═══ Supplied information

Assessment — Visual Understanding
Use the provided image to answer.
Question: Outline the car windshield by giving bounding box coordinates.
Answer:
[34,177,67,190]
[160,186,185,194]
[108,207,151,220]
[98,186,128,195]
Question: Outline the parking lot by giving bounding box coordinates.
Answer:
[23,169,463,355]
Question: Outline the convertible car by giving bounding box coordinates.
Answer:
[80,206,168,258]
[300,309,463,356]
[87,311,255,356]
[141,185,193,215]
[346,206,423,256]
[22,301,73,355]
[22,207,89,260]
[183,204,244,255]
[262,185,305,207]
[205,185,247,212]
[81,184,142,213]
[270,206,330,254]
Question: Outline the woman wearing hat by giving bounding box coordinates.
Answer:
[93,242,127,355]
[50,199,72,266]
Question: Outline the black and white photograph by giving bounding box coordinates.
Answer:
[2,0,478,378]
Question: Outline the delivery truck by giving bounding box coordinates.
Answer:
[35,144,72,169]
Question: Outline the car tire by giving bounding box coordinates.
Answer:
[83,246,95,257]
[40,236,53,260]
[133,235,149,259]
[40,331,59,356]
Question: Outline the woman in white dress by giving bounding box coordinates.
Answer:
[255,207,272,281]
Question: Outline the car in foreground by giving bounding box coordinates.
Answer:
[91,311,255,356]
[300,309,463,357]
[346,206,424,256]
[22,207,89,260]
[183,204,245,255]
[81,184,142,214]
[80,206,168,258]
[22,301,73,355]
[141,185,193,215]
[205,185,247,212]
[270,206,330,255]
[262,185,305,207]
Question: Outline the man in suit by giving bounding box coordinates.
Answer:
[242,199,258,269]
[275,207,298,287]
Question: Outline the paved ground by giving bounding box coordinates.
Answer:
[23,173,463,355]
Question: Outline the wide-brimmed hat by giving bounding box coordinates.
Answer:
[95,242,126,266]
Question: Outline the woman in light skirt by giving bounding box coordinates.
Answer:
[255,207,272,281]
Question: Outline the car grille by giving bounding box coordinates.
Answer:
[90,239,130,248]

══════

Copy the listing above line for line, keeping every character unchanged.

Output of the exercise ▸
Assessment — Visual Understanding
Use the provided image to answer.
Question: Outline the car windshield by giving bounding box coordinates.
Answer:
[34,177,67,190]
[160,186,185,194]
[108,207,151,220]
[98,186,128,195]
Question: Outline the parking lot by giving bounding box coordinates.
Answer:
[23,169,463,355]
Question: Outline the convertible car by giving bounding box coordinates.
Answer:
[80,206,168,258]
[300,309,463,356]
[87,311,255,356]
[141,185,193,215]
[346,206,423,256]
[22,301,73,355]
[22,207,89,260]
[183,204,244,255]
[262,185,305,207]
[205,185,247,212]
[81,184,142,213]
[270,206,330,254]
Question: Outline the woman wearing hat by giving bounding box coordinates.
Answer:
[93,242,127,355]
[50,199,72,266]
Question: Outline the black and white photograph by giving bounding box coordinates.
Answer:
[2,0,478,378]
Question: Outline the delivery truck by giving bounding box coordinates.
Answer:
[35,144,72,169]
Question: Outline the car tire by giving bounding box coordinates.
Answer:
[83,246,95,257]
[40,236,53,260]
[133,235,149,259]
[40,331,59,356]
Question: Outline the woman in white dress by giving bounding box coordinates.
Answer:
[255,207,272,281]
Question: Outline the car in foreground by giving bounding box coordinates.
Answer:
[91,311,255,356]
[300,309,463,357]
[346,206,424,256]
[22,207,89,260]
[183,204,245,255]
[81,184,142,214]
[80,206,168,258]
[22,301,73,355]
[141,185,193,215]
[205,185,247,212]
[270,206,330,255]
[262,185,305,207]
Question: Outline the man in suit by giving bounding box coordinates.
Answer:
[242,199,258,269]
[275,207,298,287]
Question: Outline the paved ground by giving bounding box coordinates.
Answer:
[23,173,463,355]
Question: Outline the wide-brimmed hat by giving bounding box coordinates.
Answer:
[95,242,126,266]
Question: Outline the woman in light skirt by giving bounding box coordinates.
Answer:
[255,207,272,281]
Question: Outline the car grille by giving bounding box coordinates.
Answer:
[90,239,130,248]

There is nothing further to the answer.